§ **What the task asks**: Rewrite the items below, changing every "keypoint" to "marker" and leaving everything else as it is.

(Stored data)
[start]
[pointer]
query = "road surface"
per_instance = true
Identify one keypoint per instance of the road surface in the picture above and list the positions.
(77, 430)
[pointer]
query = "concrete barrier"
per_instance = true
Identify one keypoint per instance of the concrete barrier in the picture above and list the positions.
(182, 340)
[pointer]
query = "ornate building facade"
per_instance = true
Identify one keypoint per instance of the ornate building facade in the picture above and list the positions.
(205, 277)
[end]
§ **Output for this task**:
[pointer]
query = "road surface"
per_instance = true
Identify one marker per instance of the road surface in the picture above and list the positions.
(77, 430)
[pointer]
query = "concrete barrier"
per_instance = true
Identify one marker per instance of the concrete barrier in the picture above and list the positions.
(182, 340)
[pointer]
query = "ornate building facade"
per_instance = true
Identify one marker per instance of the ornate building facade in the picture above and list the positions.
(205, 277)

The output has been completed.